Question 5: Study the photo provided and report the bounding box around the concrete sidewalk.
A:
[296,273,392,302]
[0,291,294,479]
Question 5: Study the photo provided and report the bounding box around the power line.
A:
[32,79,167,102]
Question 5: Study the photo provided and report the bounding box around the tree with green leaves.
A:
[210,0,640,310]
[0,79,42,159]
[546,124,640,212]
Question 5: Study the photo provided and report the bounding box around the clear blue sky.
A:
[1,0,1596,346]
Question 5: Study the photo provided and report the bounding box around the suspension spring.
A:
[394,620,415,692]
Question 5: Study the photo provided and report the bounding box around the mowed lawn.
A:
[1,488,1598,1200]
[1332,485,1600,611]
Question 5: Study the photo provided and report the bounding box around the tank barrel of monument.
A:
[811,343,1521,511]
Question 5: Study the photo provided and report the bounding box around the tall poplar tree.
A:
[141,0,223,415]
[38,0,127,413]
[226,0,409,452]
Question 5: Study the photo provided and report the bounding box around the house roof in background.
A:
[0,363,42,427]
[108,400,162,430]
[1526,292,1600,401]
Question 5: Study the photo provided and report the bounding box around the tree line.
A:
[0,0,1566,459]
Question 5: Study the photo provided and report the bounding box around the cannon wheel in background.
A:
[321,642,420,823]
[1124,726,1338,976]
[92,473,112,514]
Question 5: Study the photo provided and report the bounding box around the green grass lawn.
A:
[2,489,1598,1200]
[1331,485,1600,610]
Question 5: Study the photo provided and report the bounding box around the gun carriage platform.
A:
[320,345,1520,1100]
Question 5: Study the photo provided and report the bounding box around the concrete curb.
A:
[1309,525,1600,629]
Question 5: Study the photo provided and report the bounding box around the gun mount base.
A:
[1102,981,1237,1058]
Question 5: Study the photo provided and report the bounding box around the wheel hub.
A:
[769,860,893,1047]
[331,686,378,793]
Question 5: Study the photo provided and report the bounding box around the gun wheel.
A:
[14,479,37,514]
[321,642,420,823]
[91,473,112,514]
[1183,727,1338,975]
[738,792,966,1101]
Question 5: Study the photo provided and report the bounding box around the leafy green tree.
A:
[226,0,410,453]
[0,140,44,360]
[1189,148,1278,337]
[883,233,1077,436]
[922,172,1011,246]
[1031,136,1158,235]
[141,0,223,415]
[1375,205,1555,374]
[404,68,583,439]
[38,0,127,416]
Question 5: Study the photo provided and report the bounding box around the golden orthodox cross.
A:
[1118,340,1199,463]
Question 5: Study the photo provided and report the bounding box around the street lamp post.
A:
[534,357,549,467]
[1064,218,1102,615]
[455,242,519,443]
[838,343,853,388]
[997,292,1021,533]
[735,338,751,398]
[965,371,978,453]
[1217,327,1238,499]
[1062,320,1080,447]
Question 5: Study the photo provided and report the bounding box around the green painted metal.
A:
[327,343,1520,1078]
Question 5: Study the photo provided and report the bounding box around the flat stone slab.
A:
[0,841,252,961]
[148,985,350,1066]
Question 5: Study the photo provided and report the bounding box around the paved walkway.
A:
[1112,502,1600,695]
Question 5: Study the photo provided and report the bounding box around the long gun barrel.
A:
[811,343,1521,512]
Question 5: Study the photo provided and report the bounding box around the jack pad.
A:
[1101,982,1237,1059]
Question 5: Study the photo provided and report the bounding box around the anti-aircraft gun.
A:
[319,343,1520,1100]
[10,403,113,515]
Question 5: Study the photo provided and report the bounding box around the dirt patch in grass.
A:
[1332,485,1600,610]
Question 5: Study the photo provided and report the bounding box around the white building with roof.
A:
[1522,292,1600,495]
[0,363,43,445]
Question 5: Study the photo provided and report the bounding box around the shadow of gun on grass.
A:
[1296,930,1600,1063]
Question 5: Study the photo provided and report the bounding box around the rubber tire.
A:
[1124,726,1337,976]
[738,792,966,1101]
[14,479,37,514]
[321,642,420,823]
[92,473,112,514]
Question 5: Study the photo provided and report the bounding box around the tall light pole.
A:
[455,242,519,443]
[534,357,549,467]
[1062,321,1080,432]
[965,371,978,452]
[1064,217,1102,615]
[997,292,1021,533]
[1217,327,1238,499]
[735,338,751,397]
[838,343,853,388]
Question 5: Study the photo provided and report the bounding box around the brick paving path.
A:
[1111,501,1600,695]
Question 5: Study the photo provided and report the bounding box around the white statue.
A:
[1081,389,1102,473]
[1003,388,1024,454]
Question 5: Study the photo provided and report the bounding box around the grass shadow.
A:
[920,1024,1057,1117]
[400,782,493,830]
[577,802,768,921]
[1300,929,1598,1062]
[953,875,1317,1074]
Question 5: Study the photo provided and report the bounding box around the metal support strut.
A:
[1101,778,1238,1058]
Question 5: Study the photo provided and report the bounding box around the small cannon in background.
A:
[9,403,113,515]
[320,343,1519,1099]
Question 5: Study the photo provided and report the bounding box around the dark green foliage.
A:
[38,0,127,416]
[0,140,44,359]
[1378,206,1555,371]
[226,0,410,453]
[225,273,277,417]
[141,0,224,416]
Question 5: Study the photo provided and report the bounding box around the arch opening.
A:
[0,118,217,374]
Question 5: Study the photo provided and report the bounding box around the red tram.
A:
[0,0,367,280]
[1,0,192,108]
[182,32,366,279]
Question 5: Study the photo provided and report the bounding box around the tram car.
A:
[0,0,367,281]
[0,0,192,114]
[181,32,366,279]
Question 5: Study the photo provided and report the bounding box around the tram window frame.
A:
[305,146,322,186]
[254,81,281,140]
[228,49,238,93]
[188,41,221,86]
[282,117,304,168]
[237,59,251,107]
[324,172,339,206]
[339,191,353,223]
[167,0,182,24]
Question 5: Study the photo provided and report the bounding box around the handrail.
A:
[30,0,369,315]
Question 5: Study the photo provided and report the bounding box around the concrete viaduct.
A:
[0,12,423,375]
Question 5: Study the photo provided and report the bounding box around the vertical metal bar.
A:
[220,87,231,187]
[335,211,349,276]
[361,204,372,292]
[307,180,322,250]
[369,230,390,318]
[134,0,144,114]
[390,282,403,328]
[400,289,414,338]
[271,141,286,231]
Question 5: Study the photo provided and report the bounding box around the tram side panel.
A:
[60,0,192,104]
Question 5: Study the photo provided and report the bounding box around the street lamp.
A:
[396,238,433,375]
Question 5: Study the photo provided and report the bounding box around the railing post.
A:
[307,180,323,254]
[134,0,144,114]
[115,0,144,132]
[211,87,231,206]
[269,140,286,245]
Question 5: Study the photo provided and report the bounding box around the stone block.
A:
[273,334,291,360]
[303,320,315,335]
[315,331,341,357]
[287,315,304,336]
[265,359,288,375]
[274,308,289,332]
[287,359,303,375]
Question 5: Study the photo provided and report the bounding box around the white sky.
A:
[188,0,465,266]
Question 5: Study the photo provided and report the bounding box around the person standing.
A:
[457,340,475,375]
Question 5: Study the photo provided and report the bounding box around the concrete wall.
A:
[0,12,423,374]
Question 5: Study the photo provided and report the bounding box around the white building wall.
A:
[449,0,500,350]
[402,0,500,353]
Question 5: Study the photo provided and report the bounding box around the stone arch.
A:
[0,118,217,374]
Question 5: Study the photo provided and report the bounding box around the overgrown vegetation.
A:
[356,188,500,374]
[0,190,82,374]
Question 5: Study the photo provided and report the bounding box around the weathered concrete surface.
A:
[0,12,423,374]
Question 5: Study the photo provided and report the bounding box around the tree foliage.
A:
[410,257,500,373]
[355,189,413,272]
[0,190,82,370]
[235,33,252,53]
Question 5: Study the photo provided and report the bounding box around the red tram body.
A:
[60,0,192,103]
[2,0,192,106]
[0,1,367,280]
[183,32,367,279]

# # # #

Your instructions:
Print every line of the listing shown above, exactly.

Output for this task:
Question 5: Study the photo provided and report the bounding box around the concrete sidewalk.
A:
[296,273,392,302]
[0,291,294,479]
Question 5: Study the photo provided and report the bounding box around the power line.
A:
[32,79,167,102]
Question 5: Study the photo provided and report the bounding box around the tree with green leaves.
A:
[210,0,640,310]
[0,79,42,159]
[546,124,640,212]
Question 5: Study the photo provided and report the bounding box around the clear blue sky.
A:
[1,0,1596,346]
Question 5: Study the photo provided and report the bounding box around the suspension spring.
A:
[394,620,415,692]
Question 5: Study the photo provided and report the bounding box around the mowed lawn.
A:
[1,488,1598,1200]
[1332,485,1600,611]
Question 5: Study the photo provided and report the bounding box around the tank barrel of monument.
A:
[811,343,1521,511]
Question 5: Study the photo provided and report the bounding box around the tall poplar tree.
A:
[141,0,223,415]
[38,0,127,413]
[226,0,409,452]
Question 5: Study the photo provided and report the bounding box around the house roof in background.
A:
[0,363,42,427]
[108,400,162,430]
[1526,292,1600,401]
Question 5: Study the photo provided and report the bounding box around the tree line.
A:
[0,0,1566,459]
Question 5: Study the photo provided and report the bounding box around the cannon wheel in background.
A:
[321,642,420,823]
[1124,726,1338,976]
[92,473,112,514]
Question 5: Study the photo provided and report the bounding box around the green grass lawn.
A:
[2,489,1598,1200]
[1331,485,1600,610]
Question 5: Study the photo provided and report the bounding box around the gun carriage platform.
A:
[320,345,1520,1100]
Question 5: Study the photo provided and report the bounding box around the concrete curb.
A:
[1309,525,1600,629]
Question 5: Study the photo provided and report the bounding box around the gun mount base.
A:
[1102,981,1237,1058]
Question 5: Study the photo provided and report the bounding box around the wheel hub.
A:
[769,860,893,1047]
[331,686,378,793]
Question 5: Study the photo provided and report the bounding box around the gun wheel.
A:
[14,479,37,514]
[321,642,420,823]
[91,473,112,514]
[1183,727,1338,975]
[738,792,966,1101]
Question 5: Study the photo provided and report the bounding box around the leafy green tree.
A:
[226,0,410,453]
[0,140,44,360]
[1189,148,1278,337]
[883,233,1077,436]
[922,172,1011,246]
[1031,136,1158,235]
[141,0,223,415]
[1375,205,1555,374]
[404,68,583,439]
[38,0,127,416]
Question 5: Study the photo provided and report the bounding box around the golden orthodox cross.
A:
[1118,340,1199,463]
Question 5: Study the photo provided and report the bounding box around the street lamp post.
A:
[534,357,549,467]
[1064,218,1102,615]
[455,242,519,443]
[838,343,853,388]
[997,292,1021,533]
[735,338,751,398]
[965,371,978,453]
[1217,327,1238,499]
[1062,320,1080,447]
Question 5: Study the photo provided and report the bounding box around the green painted metal.
A:
[327,343,1520,1078]
Question 5: Study the photo provided and report the bounding box around the flat stone slab.
A:
[0,841,252,961]
[148,985,350,1066]
Question 5: Study the photo provided and report the bounding box around the paved walkway.
A:
[1112,502,1600,695]
Question 5: Study the photo provided and report the bounding box around the long gun barrel.
A:
[811,343,1521,512]
Question 5: Study the photo provided and report the bounding box around the jack pad.
A:
[1101,982,1237,1059]
Question 5: Study the photo provided and report the bounding box around the anti-aircraft gun.
A:
[319,343,1520,1100]
[10,403,113,515]
Question 5: Study the photo provided and report the bounding box around the dirt patch in grass.
A:
[1332,485,1600,610]
Question 5: Study the photo provided and report the bounding box around the white building with roof.
A:
[1522,292,1600,495]
[0,363,43,445]
Question 5: Study the photo provided and report the bounding box around the shadow of gun on grass.
A:
[1296,930,1600,1063]
Question 5: Study the photo provided and report the bounding box around the rubber tire.
A:
[1124,726,1337,976]
[738,792,966,1101]
[14,479,37,514]
[321,642,420,823]
[92,473,112,514]
Question 5: Study the photo provided and report the bounding box around the tall light pole.
A:
[455,242,519,443]
[534,357,549,467]
[1062,321,1080,432]
[965,371,978,452]
[1064,217,1102,615]
[997,292,1021,533]
[1217,327,1238,499]
[735,338,751,397]
[838,343,853,388]
Question 5: Study the photo provided and report the bounding box around the brick paving path.
A:
[1111,501,1600,695]
Question 5: Study the photo provided and report the bounding box around the white statue.
A:
[1081,389,1102,473]
[1003,388,1024,454]
Question 5: Study the photo provided and report the bounding box around the grass shadow.
A:
[920,1024,1057,1117]
[400,782,493,830]
[577,802,768,921]
[1300,929,1598,1062]
[953,875,1317,1074]
Question 5: Study the photo provided and report the bounding box around the metal support strut.
A:
[1101,778,1238,1058]
Question 5: Study the photo provided and report the bounding box around the small cannon in background.
A:
[9,403,113,515]
[320,343,1519,1099]
Question 5: Study the photo provided and report the bounding box around the dark green foliage.
A:
[38,0,127,416]
[0,140,44,359]
[1378,206,1555,371]
[226,0,410,453]
[225,273,277,417]
[141,0,224,416]
Question 5: Study the photo provided and report the bounding box around the arch opening.
A:
[0,118,217,374]
Question 5: Study the photo provided and report the bounding box around the red tram.
A:
[0,0,367,280]
[1,0,192,108]
[182,32,366,279]
Question 5: Study the photo provided and report the bounding box around the tram car.
A:
[0,0,367,281]
[0,0,192,114]
[181,32,366,279]
Question 5: Study the photo provided and report the bounding box around the tram window frame.
A:
[305,146,322,186]
[254,81,281,140]
[228,49,238,93]
[188,41,221,86]
[282,117,304,168]
[237,59,251,107]
[324,172,339,206]
[339,191,353,223]
[167,0,182,24]
Question 5: Study the photo provided and report the bounding box around the handrail.
A:
[30,0,369,315]
Question 5: Study the photo provided and report the bounding box around the concrete viaduct.
A:
[0,12,423,375]
Question 5: Study the photo provided and report the bounding box around the vertical metal bar.
A:
[220,87,231,187]
[335,211,349,276]
[361,204,372,292]
[307,180,322,250]
[369,230,390,318]
[134,0,144,114]
[390,282,403,328]
[400,289,414,338]
[271,141,286,231]
Question 5: Study the photo provided and report the bounding box around the tram side panel.
A:
[60,0,192,104]
Question 5: Study the photo provided and report the bounding box around the street lamp.
A:
[396,238,433,375]
Question 5: Study the photo provided and report the bounding box around the railing post.
A:
[307,180,323,254]
[134,0,144,114]
[115,0,144,132]
[211,87,231,206]
[269,140,286,245]
Question 5: Study the photo provided and report the bounding box around the stone block.
A:
[273,334,291,360]
[303,320,315,335]
[315,331,341,357]
[287,315,304,336]
[265,359,288,375]
[274,308,289,332]
[287,359,303,375]
Question 5: Study the photo provided and report the bounding box around the white sky.
A:
[188,0,465,266]
Question 5: Study the photo provided and report the bounding box around the person standing.
A:
[457,340,475,375]
Question 5: Study the photo provided and report the bounding box around the concrete wall.
A:
[0,12,423,374]
Question 5: Study the photo provided and report the bounding box around the white building wall.
A:
[449,0,500,350]
[402,0,500,353]
Question 5: Study the photo provided and report the bounding box around the stone arch.
A:
[0,118,217,374]
Question 5: Study the photo provided and report the bounding box around the overgrown vegetation.
A:
[356,188,500,374]
[0,190,82,374]
Question 5: Study the photo provided and report the bounding box around the weathered concrete surface.
A:
[0,12,423,374]
Question 5: Study the photo provided and report the bounding box around the tree foliage.
A:
[410,257,500,373]
[355,189,413,272]
[0,190,82,370]
[235,33,252,53]
Question 5: Study the photo provided and report the bounding box around the red tram body.
A:
[60,0,192,103]
[2,0,192,106]
[0,1,367,280]
[183,32,367,279]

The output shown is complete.